PÁGINA
===

O coronel Joaquim Silvério dos Reis foi o delator da conspiração (15 de Março de 1789), que teve outros espiões, como o tenente-coronel Basílio de Brito Malheiro, encarregado de vigiar os conjurados: Dr. Cláudio Manuel da Costa, o desembargador Thomaz Gonzaga e o cônego Luiz Vieira.
Outro delator foi o mestre de campo Ignácio Corrêa Pamplona.
Além desses inconfidentes, foram envolvidos na conjuração Francisco Antônio de Oliveira Lopes, Salvador Carvalho do Amaral Gurgel, Vicente Vieira da Motta, João da Costa Rodrigues, Fernando José Ribeiro, Antônio de Oliveira Lopes, José Dias Motta, Victorino Gonçalves Velloso, coronel José Ayres Gomes, José Martins Borges, cônego Luiz Vieira da Silva, padres Manoel Rodrigues da Costa, José da Silva e Oliveira Rollim, padre José Lopes de Oliveira.
De posse do segredo da trama, o coronel de dragões Joaquim Silvério dos Reis, que era grande devedor do erário régio, resolveu logo fazer a delação ao governador da capitania, meio de alcançar o perdão de seu débito fiscal.
Nesse intuito, seguiu para Cachoeira do Campo, e a 15 de Março de 1789 apresentava ao general governador da capitania, Visconde de Barbacena (Luiz Antônio Furtado de Castro do Rio de Mendonça e Faro) a denúncia verbal.
Ordenou este ao delator que fizesse por escrito a denúncia. A carta delatora traz a data de 11 de Abril desse ano, tendo sido entregue pessoalmente a 19 seguinte.
O Visconde de Barbacena, sabendo que Tiradentes se destinava ao Rio, encarregou ao coronel Silvério de acompanhá-lo.

===

(Registros de apontamento)
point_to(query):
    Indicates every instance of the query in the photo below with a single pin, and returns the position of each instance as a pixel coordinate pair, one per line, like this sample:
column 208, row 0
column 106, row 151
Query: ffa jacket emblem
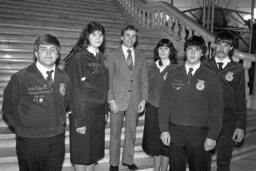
column 63, row 89
column 200, row 85
column 83, row 78
column 105, row 63
column 41, row 100
column 229, row 76
column 165, row 75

===

TAREFAS E EXERCÍCIOS
(a) Responda às perguntas abaixo com base no texto sobre a delação da conjuração.
(i) Quem foi encarregado de vigiar os conjurados?
(ii) Em que localidade o delator apresentou a denúncia verbal ao governador da capitania?
(iii) Que data traz a carta delatora?
(b) Dê seguimento ao texto sobre a delação da conjuração, começando logo depois da última frase apresentada.

RESPOSTAS
(a)
(i) O tenente-coronel Basílio de Brito Malheiro.
(ii) Em Cachoeira do Campo.
(iii) 11 de Abril de 1789.

(b)
Desfechou então o governador das Minas golpe decisivo contra a projetada conspiração, suspendendo incontinente a derrama.
Cessado este pretexto para o levante popular, ninguém se revoltaria contra o governo; e o movimento fracassou.
Em seguida abriu-se a devassa que colheu em suas malhas avultado número de indiciados, alguns dos quais sem responsabilidade alguma, mas, não obstante, foram presos, submetidos a interrogatórios, sendo após remetidos ao Rio de Janeiro, para o julgamento da alçada do Tribunal da Relação na Corte do então vice-rei, Conde de Resende.
Cláudio Manuel da Costa suicidou-se na Casa dos Contos em Vila Rica, enforcando-se na noite de 4 de Julho.
Nesse entretanto, chegava Tiradentes ao Rio, a 25 de Abril, sob a vigilância secreta do furriel Manoel Luiz Pereira que o precedera e lhe havia assistido às conversas em prol da revolta na fazenda das Cebolas.
Pelo caminho, nos sítios por onde ia passando, em Varginha, perto de Queluz, na estalagem de João da Costa Rodrigues; em Bananeiras, no sítio de João Dias da Motta, vinha o alferes revoltoso fazendo a propaganda às escancaras, sem o menor disfarce ou cuidado.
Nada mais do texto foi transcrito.